--- Start Text extract ---

Physics Study in London League Tables

London is the best city to study in and physics is the best subject to study – a potentially biased opinion but one that I am proud to argue and experience first hand. Quite a few institutions are offering Physics degrees and pupils forced to apply via UCAS use university league tables as a crutch in choosing an institution. In a future article I will discuss how I think this pressure to pick “the best” university is nonsense for the majority, an unnecessary worry, that the geography should be the main focus, but that’s for another time. Here I will simply list London’s vast array of options.

For simplicity and because I refuse to purchase The Times Higher Education book or pay to look online, I’m going to use The Guardian’s subject table.

6th – Imperial College

8th – UCL, University of London

20th – Royal Holloway, University of London

32nd – King’s College London, University of London

41st – Queen Mary, University of London

This is an enormously different picture to three years ago. UCL and Imperial were pushing for top 4 positions with Queen Mary and King’s in considerably lower positions than previous years.

--- End Text extract ---
--- Start Dataset rows ---

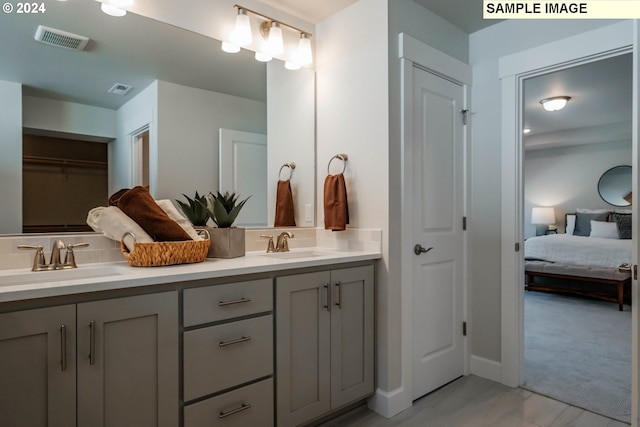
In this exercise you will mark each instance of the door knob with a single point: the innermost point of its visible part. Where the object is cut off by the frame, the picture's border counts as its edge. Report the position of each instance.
(418, 249)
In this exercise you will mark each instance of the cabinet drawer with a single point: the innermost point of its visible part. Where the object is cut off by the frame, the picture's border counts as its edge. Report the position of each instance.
(223, 356)
(220, 302)
(247, 406)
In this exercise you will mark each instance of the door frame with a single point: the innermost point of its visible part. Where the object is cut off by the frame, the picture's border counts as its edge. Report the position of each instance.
(416, 53)
(586, 47)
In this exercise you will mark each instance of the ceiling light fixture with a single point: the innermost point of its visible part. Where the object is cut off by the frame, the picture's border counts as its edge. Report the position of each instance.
(555, 103)
(271, 43)
(115, 7)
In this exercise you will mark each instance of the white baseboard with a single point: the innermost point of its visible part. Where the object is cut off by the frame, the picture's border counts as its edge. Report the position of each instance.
(387, 403)
(485, 368)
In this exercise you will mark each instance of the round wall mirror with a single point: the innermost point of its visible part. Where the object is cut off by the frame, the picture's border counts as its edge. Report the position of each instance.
(614, 186)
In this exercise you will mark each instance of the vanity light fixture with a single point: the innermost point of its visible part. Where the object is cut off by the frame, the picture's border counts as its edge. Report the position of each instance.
(115, 7)
(555, 103)
(271, 43)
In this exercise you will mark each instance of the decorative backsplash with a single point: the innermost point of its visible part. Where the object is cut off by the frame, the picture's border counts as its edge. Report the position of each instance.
(102, 249)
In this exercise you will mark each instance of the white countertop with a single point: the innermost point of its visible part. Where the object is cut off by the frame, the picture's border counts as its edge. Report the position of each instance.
(23, 284)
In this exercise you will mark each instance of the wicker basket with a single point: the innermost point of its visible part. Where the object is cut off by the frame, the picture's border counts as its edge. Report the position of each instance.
(157, 254)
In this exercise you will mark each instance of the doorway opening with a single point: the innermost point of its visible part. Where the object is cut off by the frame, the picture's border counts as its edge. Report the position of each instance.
(140, 157)
(62, 180)
(565, 154)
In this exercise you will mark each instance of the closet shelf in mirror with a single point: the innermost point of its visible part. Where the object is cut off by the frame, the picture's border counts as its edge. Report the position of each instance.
(64, 162)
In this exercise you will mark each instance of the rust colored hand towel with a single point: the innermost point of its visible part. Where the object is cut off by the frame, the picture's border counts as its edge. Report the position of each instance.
(336, 208)
(284, 206)
(138, 205)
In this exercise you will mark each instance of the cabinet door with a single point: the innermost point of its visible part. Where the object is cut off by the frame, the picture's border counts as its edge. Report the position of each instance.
(128, 362)
(352, 335)
(303, 347)
(37, 367)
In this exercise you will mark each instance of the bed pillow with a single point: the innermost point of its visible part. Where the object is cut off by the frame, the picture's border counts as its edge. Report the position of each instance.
(583, 222)
(623, 222)
(604, 229)
(570, 220)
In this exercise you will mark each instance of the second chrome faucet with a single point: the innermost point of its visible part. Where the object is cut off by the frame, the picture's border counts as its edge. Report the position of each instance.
(282, 242)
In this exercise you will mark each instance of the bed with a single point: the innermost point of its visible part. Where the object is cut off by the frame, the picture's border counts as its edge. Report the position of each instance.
(594, 263)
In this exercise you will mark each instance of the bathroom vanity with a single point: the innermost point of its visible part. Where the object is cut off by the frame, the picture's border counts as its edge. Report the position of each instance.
(265, 339)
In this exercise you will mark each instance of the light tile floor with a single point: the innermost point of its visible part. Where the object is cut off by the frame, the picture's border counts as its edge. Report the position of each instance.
(476, 402)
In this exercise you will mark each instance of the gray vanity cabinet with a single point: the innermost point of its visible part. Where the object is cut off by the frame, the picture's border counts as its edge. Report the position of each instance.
(37, 367)
(228, 354)
(128, 361)
(325, 342)
(105, 363)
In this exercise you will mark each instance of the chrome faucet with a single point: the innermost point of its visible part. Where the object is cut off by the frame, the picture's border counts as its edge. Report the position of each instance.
(282, 243)
(39, 263)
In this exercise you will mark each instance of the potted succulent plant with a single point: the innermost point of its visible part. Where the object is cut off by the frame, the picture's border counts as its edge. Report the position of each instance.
(226, 241)
(195, 210)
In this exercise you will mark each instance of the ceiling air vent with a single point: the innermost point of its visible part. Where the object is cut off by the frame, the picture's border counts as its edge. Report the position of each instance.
(120, 89)
(60, 38)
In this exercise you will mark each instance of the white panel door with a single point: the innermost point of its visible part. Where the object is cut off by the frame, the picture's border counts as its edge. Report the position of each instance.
(438, 200)
(243, 169)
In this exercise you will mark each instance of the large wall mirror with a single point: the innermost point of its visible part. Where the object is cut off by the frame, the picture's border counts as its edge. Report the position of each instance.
(184, 89)
(614, 186)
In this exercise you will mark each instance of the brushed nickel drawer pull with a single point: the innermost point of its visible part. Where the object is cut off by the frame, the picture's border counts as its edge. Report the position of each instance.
(231, 342)
(63, 347)
(236, 301)
(92, 342)
(243, 407)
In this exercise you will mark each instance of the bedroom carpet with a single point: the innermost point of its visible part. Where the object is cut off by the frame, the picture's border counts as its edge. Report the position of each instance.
(578, 351)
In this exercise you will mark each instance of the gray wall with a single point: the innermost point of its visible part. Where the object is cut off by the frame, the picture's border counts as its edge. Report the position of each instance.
(11, 158)
(567, 178)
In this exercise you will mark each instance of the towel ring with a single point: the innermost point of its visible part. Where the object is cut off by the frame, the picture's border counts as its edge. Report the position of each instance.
(342, 157)
(290, 165)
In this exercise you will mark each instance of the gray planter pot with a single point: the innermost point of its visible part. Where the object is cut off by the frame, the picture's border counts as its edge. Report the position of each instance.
(226, 242)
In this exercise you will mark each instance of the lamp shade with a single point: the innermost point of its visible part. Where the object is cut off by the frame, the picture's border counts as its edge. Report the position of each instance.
(543, 215)
(555, 103)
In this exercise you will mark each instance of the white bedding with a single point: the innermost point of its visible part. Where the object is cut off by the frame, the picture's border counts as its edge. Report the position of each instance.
(578, 250)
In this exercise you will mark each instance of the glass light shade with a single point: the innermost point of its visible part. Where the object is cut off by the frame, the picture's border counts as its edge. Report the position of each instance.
(556, 103)
(543, 216)
(242, 31)
(275, 42)
(304, 55)
(289, 65)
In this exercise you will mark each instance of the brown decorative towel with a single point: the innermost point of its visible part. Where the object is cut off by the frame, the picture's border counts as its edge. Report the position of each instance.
(284, 206)
(113, 200)
(336, 208)
(138, 205)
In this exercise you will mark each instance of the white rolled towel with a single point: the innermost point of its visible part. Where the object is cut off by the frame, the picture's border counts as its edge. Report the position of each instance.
(167, 206)
(114, 224)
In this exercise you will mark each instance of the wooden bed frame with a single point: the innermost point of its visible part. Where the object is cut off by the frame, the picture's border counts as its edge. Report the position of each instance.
(615, 283)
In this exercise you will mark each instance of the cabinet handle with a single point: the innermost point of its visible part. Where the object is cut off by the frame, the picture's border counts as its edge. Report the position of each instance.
(237, 301)
(231, 342)
(63, 347)
(242, 407)
(92, 342)
(339, 301)
(328, 300)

--- End Dataset rows ---

• [Task requirements]:
a – Write out the passage of the London physics article between "This is an enormously" and "than previous years.", inclusive.
b – Answer these questions about the London physics article:
(i) Whose subject table does the author use?
(ii) At what position is Royal Holloway listed?
(iii) Which two institutions were pushing for top 4 positions three years ago?
c – Continue the London physics article from its last sentence.
The entries have nothing to do with the London physics article.

• [Answer set]:
a –
This is an enormously different picture to three years ago. UCL and Imperial were pushing for top 4 positions with Queen Mary and King’s in considerably lower positions than previous years.

b –
(i) The Guardian's
(ii) 20th
(iii) UCL and Imperial

c –
As a graduate, I receive a much better understanding as to some of the criteria used to complete the university tables. One column takes the overall satisfaction of students gathered via The National Student Survey with the current year’s now being published to universities. That data is with regards to the year of 2014 yet the league table exists currently for students applying for 2015 entry. The current data from 2013’s cohort is being used to influence students that will enter in 2015 – a two year difference. It’s arguably outdated. This was one of the only columns that I naively believed to be a good indication as to the quality of the university but as an insider knowing just how large the difference between 2013’s and 2014’s NSS is, I can say that students should be cautious.

Prospective students: remember that the league tables are a guide, not to be a decision maker but a tool. I have never met anybody that said “I hate studying in London”. It’s a fantastic location to be in and whilst you’re an undergraduate, you are allocated an increased student loan for being in the capital as well as zero council tax making the city affordable. Strongly consider making one of your options one of the 5 above. London and physics will be the best decision you ever make.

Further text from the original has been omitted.